### [原文抜粋]
···

今年、カンヌ国際映画祭と平行して開催される監督週間(Directors’ Fortnight)において、インドの娯楽映画として初めて公式上映作品となり話題になった作品がアヌラーグ・カシヤプ監督渾身のギャング映画「Gangs of Wasseypur」であった。アヌラーグ・カシヤプ監督と言えば、「Black Friday」(2004年)、「Dev. D」(2009年)など、常に斬新な作品を送り出し続けている、ヒンディー語映画界切っての俊英の一人である。ここ数年のヒンディー語映画界は彼を中心にフロンティアを開拓して行っていると言っても過言ではない。彼が最新作に選んだテーマは、現ジャールカンド州ダンバードのギャング抗争。「インドのクエンティン・タランティーノ」と評されて来たラーム・ゴーパール・ヴァルマー監督の得意とする分野であるが、最近では趣味に走りすぎて低迷するヴァルマー監督に代わって、アヌラーグ・カシヤプ監督の方がタランティーノ監督と比せられるようになってしまった。
「Gangs of Wasseypur」は5時間を越える大長編映画で、カンヌ国際映画祭ではぶっ通しで上映されたらしいが、インドでの商業上映では2部に分割され、パート1とパート2が時間差で公開されることになった。主演はマノージ・パージペーイー、ナワーズッディーン・スィッディーキー、ピーユーシュ・ミシュラーなど。渋い俳優が顔を揃えている。「Paan Singh Tomar」(2012年)のティグマーンシュ・ドゥーリヤー監督も重要な役で出演している。今年の期待作の一本である。パート1は2012年6月22日に公開された。
監督:アヌラーグ・カシヤプ
制作:アヌラーグ・カシヤプ、スニール・ボーラー
音楽:スネーハー・カーンワルカル、ピーユーシュ・ミシュラー
歌詞:ヴァルン・グローヴァー、ピーユーシュ・ミシュラー
衣装:スボード・シュリーワースタヴ
出演:ジャイディープ・アフラーワト、マノージ・パージペーイー、ナワーズッディーン・スィッディーキー、ティグマーンシュ・ドゥーリヤー、リーマー・セーン、リチャー・チャッダー、フマー・クライシー、ピーユーシュ・ミシュラー、ズィーシャーン・クライシー、ヴィピン・シャルマー、シャンカルなど
備考:PVRプリヤーで鑑賞、満席。

···

### [データ欄]
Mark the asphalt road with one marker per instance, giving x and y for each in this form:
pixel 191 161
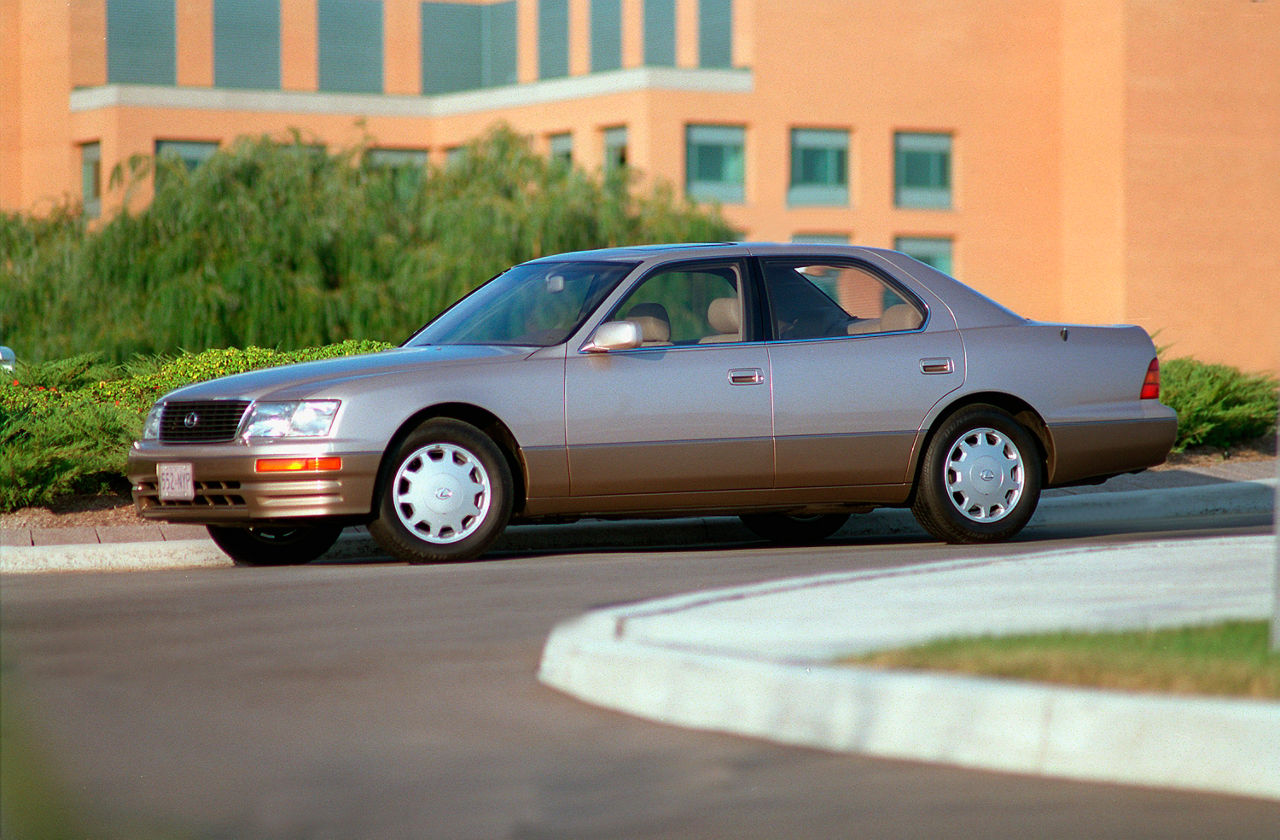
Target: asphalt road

···

### [記述問題 1]
原文抜粋の「監督:アヌラーグ・カシヤプ」から「備考:PVRプリヤーで鑑賞、満席。」までをすべて、「衣装」を「コスチューム」に置き換えて書き直してください。
### [記述問題 2]
原文抜粋に基づいて、次の問いに答えてください。
(a) この映画が公式上映作品となった、カンヌ国際映画祭と平行して開催される催しは何ですか。
(b) この映画の上映時間はどれくらいですか。
(c) 筆者はどこで鑑賞しましたか。
### [記述問題 3]
原文抜粋によると、アヌラーグ・カシヤプ監督がタランティーノ監督と比べられるようになったのはなぜですか。1～3文で説明してください。

### [問題の解答 1]
監督:アヌラーグ・カシヤプ
制作:アヌラーグ・カシヤプ、スニール・ボーラー
音楽:スネーハー・カーンワルカル、ピーユーシュ・ミシュラー
歌詞:ヴァルン・グローヴァー、ピーユーシュ・ミシュラー
コスチューム:スボード・シュリーワースタヴ
出演:ジャイディープ・アフラーワト、マノージ・パージペーイー、ナワーズッディーン・スィッディーキー、ティグマーンシュ・ドゥーリヤー、リーマー・セーン、リチャー・チャッダー、フマー・クライシー、ピーユーシュ・ミシュラー、ズィーシャーン・クライシー、ヴィピン・シャルマー、シャンカルなど
備考:PVRプリヤーで鑑賞、満席。

### [問題の解答 2]
(a) 監督週間(Directors’ Fortnight)です。
(b) 5時間を越えます。
(c) PVRプリヤーです。

### [問題の解答 3]
ギャング抗争は「インドのクエンティン・タランティーノ」と評されてきたラーム・ゴーパール・ヴァルマー監督の得意分野です。しかし最近のヴァルマー監督は趣味に走りすぎて低迷しています。そのため、ヴァルマー監督に代わってカシヤプ監督の方がタランティーノ監督と比せられるようになりました。